_Tarefas_.
**A.** No trecho sobre a ineficiência dos carros, desde quando a eficiência energética do automóvel permaneceu praticamente a mesma?
**B.** Selecione cada linha da listagem que contenha a palavra "yellow".

_Trecho do documento_.
O trambolho nosso de cada dia

13/10/2009 at 13:37

Do blog do Luís Nassif:

Agora, na véspera da COP-15, me chama muito a atenção como não se fala na incrível ineficiência dos carros. Parece que ficamos alienados com a beleza dos carros de hoje e esquecemos de fazer as perguntas óbvias.

Se procurarmos no Google as palavras INEFICIÊNCIA, CARROS, MOTOR A COMBUSTÃO INTERNA, pouca coisa relevante aparecerá. Por que escondem a incrível ineficiência dos automóveis?

O grande físico Amory Lovins, fundador da ONG Rocky Mountain Institute e chamado de Guru da Eficiência Energética, há tempo vem chamando à atenção para a ineficiência dos automóveis de hoje.

Apesar de toda evolução no que se refere ao conforto e à eletrônica embarcada, a eficiência energética permaneceu praticamente a mesma desde que o automóvel foi inventado na década de 1880. Na verdade o automóvel é um dos equipamentos mais ineficientes que existem e pouca gente fala disso, ou por desconhecimento ou por não ter interesse em falar do assunto. Amory Lovins é exceção.

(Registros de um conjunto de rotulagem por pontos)

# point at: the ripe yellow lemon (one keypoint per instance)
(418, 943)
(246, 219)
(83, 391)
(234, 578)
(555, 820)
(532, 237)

_Respostas por tarefa_.
**A.** Desde que o automóvel foi inventado, na década de 1880.

**B.**
# point at: the ripe yellow lemon (one keypoint per instance)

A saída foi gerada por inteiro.